══ MATERIAL PROVIDED ══

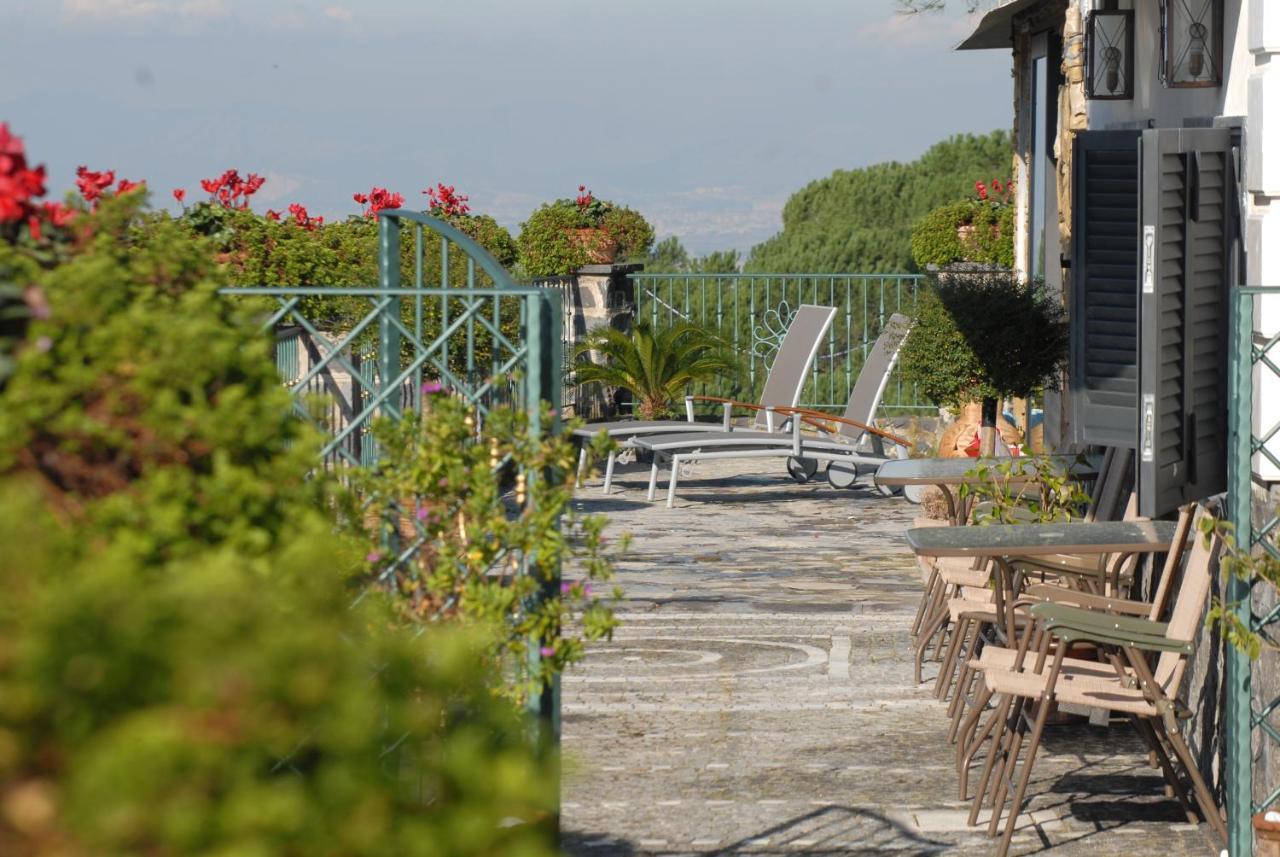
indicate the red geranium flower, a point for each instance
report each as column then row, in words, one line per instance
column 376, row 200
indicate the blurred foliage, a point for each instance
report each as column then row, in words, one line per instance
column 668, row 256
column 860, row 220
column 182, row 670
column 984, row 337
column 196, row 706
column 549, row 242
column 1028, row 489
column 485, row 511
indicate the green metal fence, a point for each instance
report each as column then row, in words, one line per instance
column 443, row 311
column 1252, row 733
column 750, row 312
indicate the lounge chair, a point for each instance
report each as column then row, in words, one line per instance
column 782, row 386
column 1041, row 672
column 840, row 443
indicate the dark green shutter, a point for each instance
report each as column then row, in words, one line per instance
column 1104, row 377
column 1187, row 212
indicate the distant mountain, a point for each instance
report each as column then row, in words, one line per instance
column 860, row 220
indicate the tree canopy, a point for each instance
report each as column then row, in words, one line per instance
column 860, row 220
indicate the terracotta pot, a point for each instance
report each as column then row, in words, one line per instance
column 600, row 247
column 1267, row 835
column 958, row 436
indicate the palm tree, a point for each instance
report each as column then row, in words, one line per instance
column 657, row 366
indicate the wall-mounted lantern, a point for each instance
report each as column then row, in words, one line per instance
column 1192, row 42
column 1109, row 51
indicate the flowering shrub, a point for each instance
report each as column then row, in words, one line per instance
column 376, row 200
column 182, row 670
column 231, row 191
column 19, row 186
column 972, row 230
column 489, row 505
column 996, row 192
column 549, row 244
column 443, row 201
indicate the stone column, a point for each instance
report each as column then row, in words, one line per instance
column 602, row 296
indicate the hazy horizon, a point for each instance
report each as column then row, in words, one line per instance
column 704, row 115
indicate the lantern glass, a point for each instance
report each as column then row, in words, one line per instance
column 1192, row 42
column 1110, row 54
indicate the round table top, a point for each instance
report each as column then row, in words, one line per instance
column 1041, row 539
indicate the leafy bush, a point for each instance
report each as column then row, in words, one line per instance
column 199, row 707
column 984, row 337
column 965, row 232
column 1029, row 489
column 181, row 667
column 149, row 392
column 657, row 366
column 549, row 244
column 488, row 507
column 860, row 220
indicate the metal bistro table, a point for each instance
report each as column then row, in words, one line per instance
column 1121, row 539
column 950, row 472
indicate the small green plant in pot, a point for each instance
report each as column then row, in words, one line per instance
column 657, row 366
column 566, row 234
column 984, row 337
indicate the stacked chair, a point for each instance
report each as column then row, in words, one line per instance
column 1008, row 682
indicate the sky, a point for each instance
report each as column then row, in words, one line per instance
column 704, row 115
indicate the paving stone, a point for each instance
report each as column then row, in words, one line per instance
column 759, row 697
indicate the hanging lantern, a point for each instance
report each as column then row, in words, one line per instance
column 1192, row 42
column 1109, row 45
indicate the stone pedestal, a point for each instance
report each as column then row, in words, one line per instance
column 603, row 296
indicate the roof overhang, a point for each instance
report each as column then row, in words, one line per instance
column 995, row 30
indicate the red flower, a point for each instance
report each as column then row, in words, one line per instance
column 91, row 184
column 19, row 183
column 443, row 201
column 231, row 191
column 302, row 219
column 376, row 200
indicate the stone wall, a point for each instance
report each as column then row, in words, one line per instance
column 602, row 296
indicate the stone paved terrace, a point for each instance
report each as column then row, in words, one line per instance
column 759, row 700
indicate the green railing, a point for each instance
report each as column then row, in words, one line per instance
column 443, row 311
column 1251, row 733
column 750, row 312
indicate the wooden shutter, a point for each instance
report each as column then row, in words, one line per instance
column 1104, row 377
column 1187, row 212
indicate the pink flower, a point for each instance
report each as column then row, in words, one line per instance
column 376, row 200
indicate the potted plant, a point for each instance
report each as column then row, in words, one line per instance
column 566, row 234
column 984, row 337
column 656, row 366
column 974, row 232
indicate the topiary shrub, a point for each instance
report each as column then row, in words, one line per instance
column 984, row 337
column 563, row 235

═══
══ MATERIAL PROVIDED ══

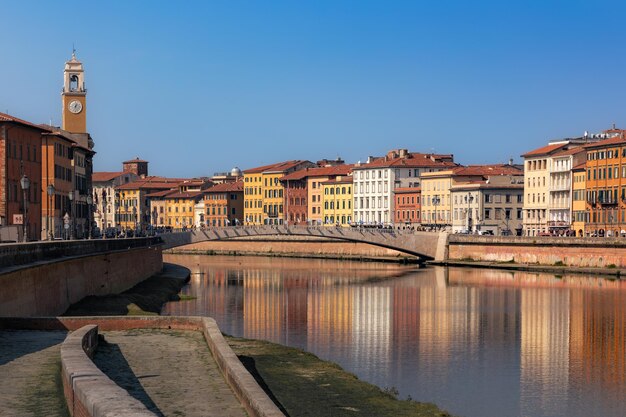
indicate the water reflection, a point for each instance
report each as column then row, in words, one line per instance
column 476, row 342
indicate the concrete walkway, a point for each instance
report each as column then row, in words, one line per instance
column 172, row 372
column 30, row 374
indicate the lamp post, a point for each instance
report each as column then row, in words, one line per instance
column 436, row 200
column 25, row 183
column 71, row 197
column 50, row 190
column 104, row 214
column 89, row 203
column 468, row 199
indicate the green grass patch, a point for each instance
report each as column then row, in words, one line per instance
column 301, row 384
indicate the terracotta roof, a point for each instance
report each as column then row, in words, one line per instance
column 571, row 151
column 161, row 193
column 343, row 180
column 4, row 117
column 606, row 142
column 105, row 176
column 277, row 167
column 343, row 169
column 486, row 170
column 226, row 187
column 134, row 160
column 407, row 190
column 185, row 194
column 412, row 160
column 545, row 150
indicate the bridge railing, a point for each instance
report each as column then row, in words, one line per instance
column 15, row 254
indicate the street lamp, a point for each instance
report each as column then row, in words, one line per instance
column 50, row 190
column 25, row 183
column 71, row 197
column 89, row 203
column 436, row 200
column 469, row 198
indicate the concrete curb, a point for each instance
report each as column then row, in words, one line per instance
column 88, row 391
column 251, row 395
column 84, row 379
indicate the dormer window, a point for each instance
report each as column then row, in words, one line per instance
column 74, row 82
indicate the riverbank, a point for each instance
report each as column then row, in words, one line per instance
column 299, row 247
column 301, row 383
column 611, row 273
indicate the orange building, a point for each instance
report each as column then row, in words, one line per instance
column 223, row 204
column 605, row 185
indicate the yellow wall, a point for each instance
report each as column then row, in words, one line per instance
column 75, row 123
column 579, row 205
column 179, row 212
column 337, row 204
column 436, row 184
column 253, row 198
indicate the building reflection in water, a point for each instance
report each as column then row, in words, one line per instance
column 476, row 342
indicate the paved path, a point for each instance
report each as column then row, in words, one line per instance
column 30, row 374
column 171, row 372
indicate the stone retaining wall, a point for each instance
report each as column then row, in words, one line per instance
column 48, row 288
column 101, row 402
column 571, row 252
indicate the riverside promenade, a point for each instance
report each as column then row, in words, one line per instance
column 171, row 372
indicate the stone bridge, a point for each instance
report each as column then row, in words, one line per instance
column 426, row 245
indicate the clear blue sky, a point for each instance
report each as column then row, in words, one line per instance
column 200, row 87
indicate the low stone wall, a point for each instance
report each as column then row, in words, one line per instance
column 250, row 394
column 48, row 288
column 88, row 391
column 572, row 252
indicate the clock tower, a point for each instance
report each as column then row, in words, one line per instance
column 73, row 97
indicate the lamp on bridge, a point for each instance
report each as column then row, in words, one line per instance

═══
══ MATERIAL PROVIDED ══

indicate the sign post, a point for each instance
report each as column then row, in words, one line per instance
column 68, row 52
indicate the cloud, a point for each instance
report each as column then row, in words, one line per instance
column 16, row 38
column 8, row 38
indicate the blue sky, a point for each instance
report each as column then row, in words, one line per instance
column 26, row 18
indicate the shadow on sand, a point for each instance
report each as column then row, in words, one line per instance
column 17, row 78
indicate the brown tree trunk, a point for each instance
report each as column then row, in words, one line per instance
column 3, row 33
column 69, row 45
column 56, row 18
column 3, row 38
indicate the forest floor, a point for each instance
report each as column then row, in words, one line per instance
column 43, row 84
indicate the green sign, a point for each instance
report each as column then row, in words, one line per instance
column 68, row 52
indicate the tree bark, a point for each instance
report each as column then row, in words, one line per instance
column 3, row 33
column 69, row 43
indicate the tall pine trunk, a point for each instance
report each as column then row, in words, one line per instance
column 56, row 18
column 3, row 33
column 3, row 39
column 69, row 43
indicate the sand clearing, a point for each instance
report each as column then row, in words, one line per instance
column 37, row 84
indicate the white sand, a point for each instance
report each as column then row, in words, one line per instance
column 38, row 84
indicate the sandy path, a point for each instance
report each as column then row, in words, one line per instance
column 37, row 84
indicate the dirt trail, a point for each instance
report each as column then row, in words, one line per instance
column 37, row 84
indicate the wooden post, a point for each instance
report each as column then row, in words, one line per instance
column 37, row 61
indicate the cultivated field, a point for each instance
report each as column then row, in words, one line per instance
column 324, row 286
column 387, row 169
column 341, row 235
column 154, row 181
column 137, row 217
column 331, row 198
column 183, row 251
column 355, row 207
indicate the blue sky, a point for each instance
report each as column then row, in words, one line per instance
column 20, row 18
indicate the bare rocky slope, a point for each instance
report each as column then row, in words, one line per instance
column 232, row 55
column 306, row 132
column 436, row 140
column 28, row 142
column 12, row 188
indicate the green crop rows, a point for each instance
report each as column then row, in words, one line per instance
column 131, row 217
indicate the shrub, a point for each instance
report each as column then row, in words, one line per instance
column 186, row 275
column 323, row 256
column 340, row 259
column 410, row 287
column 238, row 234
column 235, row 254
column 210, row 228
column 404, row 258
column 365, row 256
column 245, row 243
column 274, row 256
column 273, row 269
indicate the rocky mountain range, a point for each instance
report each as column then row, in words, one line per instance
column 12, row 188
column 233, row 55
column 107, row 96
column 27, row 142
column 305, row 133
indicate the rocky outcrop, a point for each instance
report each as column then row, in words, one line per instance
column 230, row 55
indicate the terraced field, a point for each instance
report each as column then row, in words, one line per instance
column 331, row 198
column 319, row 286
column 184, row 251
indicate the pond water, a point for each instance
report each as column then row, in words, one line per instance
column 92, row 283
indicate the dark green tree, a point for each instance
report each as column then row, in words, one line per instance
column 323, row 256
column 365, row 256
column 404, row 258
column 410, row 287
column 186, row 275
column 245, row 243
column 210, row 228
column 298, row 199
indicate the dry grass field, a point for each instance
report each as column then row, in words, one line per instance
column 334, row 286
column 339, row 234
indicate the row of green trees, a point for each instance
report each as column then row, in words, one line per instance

═══

▶ WHAT IS ASKED
Can you reproduce the material word for word, from the line with "indicate the red geranium" up to and including the line with "column 840, row 443", and nothing else?

▶ REPLY TO THE TASK
indicate the red geranium flower, a point for each instance
report each as column then row, in words, one line per instance
column 376, row 200
indicate the blurred foliage, a point for each instance
report each as column then row, in words, one line per instance
column 668, row 256
column 860, row 220
column 182, row 670
column 984, row 337
column 196, row 706
column 549, row 242
column 1028, row 489
column 485, row 511
indicate the green metal fence, a point for each instance
report each as column then row, in words, one line per instance
column 443, row 311
column 1252, row 733
column 750, row 312
indicate the lounge chair, a point for each instance
report each as column then row, in words, one line per instance
column 782, row 386
column 1041, row 672
column 840, row 443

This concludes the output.